▶ _Source passage_:
###

Dawn of the Dead



When there's no more room in hell, the dead will walk the earth.
There is something fundamentally wrong about fast moving and feral zombies. The more traditional shufflers are horrifying not only because of their sheer weight of numbers, but also because they are clearly walking dead and their mindless persistence can be viewed as a metaphor for death itself – no matter how far or fast you run, they just keep on coming.
28 Days Later managed to make a different kind of zombie work by not explicitly claiming that the infected were zombies. Instead, the film derived it’s horror from different fears – disease and infection.
Unfortunately, following the success of 28 Days Later, someone, somewhere has decided that shufflers simply aren’t cool any more.
Which brings us to the remake of Dawn of the Dead. The fast moving zombies of this film are less horrific than the more traditional zombies of earlier films as their newly feral nature has caused them to lose overtones of the inevitability of death but without finding an alternative fear to trade off.
This makes the film much more of an action movie than a horror film.
Remaking a horror film as an action movie isn’t an altogether bad idea – it certainly worked with Aliens – and if you watch Dawn of the Dead with this genre change in mind, it’s a reasonably good film.
Ana (Sarah Polley) enjoys a happy suburban existence with a loving husband and a cheerful daughter. So it’s not giving much away to say that her world is turned upside down when her newly feral daughter attacks and kills her husband.
Things get even worse when her husband comes back to life and attacks Ana.
Escaping through a bathroom window, she steps into a world gone mad. Cars have collided, fires have started all over the place, the feral undead are rampaging and those that haven’t already been killed are both bewildered and paranoid.
Trying to escape by car, Ana manages to get away from the worst of the chaos, but not to safety.
Her chances of survival are improved, however, when she is found by Kenneth (Ving Rhames) who – fortunately for Ana – has cottoned on to the fact that the zombies aren’t very talkative.
Soon after, the pair of them encounter a further three people – including a pregnant woman (who, later, provides one of the few truly shocking scenes in the film) – led by the practical everyman Michael (Jake Weber) and, after some more paranoid negotiation, they head to the shopping mall.

###

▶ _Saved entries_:
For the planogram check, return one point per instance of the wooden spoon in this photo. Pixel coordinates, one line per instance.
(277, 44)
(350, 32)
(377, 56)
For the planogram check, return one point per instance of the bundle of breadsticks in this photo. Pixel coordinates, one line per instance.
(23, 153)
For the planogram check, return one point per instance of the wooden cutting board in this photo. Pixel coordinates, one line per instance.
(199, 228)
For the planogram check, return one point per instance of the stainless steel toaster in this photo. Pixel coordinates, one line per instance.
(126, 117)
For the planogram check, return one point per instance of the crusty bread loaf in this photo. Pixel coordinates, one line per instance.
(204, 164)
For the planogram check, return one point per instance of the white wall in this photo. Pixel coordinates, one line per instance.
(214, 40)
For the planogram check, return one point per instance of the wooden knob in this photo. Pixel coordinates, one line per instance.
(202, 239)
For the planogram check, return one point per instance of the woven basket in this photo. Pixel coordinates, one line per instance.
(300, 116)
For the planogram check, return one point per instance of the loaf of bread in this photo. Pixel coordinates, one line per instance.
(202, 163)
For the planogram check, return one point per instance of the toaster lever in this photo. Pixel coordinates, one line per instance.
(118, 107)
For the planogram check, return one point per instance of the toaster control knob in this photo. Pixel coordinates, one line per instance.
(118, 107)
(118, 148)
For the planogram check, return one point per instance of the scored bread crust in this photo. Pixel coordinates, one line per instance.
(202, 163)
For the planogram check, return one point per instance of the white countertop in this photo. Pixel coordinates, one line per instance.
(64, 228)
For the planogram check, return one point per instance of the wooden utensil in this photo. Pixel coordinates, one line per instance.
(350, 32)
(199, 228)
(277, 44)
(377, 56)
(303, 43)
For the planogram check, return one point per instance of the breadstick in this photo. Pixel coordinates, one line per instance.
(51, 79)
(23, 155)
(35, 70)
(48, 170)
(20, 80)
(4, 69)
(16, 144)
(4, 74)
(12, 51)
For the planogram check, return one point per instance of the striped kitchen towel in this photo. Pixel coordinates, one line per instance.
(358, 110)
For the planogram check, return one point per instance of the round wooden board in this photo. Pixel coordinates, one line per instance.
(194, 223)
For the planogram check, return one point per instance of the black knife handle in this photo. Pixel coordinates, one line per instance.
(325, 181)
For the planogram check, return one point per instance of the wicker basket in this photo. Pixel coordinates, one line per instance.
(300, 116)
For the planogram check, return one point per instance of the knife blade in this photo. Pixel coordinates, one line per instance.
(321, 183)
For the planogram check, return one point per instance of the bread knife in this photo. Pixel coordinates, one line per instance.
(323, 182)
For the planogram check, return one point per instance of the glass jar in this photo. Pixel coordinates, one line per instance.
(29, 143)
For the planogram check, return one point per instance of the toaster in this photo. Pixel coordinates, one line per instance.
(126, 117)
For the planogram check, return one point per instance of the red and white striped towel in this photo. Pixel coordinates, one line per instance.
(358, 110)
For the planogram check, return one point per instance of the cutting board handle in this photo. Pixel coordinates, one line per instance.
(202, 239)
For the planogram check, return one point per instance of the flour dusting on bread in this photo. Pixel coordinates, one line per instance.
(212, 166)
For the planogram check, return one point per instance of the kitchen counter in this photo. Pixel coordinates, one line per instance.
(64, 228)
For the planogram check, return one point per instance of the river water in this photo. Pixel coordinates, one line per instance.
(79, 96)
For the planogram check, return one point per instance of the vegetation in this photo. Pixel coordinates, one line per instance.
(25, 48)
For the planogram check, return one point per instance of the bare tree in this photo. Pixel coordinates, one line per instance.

###

▶ _What to work on_:
1 – Please write out the part of the Dawn of the Dead review starting at "28 Days Later managed" and ending at "disease and infection.", word for word.
2 – In the Dawn of the Dead review, who finds Ana after she escapes by car?

▶ _Solutions to each task_:
1 –
28 Days Later managed to make a different kind of zombie work by not explicitly claiming that the infected were zombies. Instead, the film derived it’s horror from different fears – disease and infection.

2 – Kenneth (Ving Rhames)